** start of Data shown **
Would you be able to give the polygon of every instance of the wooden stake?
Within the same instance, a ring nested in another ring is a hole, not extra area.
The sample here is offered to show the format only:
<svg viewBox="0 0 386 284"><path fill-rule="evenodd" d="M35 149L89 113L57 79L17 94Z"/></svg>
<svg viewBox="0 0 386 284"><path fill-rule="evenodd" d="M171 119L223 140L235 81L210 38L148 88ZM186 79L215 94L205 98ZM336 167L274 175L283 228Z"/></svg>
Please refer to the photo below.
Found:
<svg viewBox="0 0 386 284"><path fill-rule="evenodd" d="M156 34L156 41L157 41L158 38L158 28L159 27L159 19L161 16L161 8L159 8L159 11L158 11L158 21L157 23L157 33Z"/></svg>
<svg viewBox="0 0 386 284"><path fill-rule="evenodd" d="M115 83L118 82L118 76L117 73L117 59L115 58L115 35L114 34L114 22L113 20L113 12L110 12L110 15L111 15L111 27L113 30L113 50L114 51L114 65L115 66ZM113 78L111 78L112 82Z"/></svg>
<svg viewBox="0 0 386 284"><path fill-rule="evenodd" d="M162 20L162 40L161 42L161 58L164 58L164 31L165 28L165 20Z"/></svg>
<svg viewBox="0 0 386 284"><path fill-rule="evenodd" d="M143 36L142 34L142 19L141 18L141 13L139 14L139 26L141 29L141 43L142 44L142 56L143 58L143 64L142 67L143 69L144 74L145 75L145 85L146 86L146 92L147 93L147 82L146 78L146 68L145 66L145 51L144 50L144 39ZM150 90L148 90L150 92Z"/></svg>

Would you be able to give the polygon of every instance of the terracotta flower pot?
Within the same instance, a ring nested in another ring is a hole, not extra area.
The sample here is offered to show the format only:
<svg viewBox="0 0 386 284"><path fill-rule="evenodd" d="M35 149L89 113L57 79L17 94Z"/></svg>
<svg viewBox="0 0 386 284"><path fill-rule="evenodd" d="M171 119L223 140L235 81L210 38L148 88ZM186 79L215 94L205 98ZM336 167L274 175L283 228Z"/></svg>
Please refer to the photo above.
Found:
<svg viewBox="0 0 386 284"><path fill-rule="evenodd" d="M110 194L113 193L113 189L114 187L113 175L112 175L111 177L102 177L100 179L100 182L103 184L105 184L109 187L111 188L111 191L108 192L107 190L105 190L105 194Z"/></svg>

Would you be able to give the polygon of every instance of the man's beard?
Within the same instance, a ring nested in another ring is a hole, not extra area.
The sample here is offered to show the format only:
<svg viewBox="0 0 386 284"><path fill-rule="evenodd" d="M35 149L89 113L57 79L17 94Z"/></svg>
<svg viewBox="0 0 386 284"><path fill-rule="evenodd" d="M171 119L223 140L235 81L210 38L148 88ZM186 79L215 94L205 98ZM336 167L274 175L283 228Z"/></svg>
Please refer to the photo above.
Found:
** end of Data shown **
** start of Data shown **
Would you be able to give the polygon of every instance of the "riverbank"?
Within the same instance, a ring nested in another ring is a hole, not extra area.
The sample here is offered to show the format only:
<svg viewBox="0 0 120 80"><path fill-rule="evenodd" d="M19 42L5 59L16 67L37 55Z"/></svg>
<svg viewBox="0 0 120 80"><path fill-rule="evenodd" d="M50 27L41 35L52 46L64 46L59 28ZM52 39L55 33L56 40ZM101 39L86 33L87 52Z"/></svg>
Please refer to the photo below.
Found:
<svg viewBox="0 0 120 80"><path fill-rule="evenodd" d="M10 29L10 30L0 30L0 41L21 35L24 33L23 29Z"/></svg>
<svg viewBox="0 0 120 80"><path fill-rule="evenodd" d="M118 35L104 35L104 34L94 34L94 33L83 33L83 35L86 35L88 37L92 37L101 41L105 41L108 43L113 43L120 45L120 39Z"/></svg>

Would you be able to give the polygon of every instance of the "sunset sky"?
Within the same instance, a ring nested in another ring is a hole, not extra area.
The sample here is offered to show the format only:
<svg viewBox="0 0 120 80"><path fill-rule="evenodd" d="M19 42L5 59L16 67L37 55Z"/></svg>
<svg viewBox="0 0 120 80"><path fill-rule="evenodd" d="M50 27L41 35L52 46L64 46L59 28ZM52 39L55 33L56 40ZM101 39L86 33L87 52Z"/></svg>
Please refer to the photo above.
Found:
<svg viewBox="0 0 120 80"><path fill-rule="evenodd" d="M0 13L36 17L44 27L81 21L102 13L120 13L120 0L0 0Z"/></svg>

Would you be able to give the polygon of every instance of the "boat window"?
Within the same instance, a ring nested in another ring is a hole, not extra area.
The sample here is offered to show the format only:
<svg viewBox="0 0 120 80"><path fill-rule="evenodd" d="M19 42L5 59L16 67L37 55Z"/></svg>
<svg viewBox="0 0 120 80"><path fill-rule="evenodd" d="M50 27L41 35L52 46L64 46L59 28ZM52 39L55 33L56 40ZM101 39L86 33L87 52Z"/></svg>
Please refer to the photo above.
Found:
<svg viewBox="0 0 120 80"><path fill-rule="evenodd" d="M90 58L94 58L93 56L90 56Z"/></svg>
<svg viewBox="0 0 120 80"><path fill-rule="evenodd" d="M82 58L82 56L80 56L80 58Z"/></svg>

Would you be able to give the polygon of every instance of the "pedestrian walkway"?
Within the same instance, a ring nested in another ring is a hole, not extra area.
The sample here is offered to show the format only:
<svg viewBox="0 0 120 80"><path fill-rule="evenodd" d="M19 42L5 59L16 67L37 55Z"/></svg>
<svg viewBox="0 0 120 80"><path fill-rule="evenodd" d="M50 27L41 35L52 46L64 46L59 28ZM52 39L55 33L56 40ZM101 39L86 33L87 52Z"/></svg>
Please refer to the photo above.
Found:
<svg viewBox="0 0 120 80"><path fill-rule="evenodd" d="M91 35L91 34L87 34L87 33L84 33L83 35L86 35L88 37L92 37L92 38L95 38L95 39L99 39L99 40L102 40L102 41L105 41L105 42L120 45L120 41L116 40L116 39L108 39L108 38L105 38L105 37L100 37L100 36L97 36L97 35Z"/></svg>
** end of Data shown **
Given task:
Reproduce the stretch of records from the line containing "the wooden stake?" through the line containing "34L156 41L157 41L158", inclusive, verbatim.

Solution to this exercise:
Would you be able to give the polygon of every instance of the wooden stake?
Within the same instance, a ring nested in another ring is a hole, not extra area.
The sample here is offered to show the format only:
<svg viewBox="0 0 386 284"><path fill-rule="evenodd" d="M35 149L89 113L57 79L17 94Z"/></svg>
<svg viewBox="0 0 386 284"><path fill-rule="evenodd" d="M171 119L223 140L235 81L210 38L148 88ZM186 79L215 94L205 98ZM336 167L274 175L283 228Z"/></svg>
Please refer to the photo below.
Found:
<svg viewBox="0 0 386 284"><path fill-rule="evenodd" d="M156 34L156 41L157 41L158 38L158 28L159 27L159 19L161 16L161 8L159 8L159 11L158 11L158 21L157 23L157 33Z"/></svg>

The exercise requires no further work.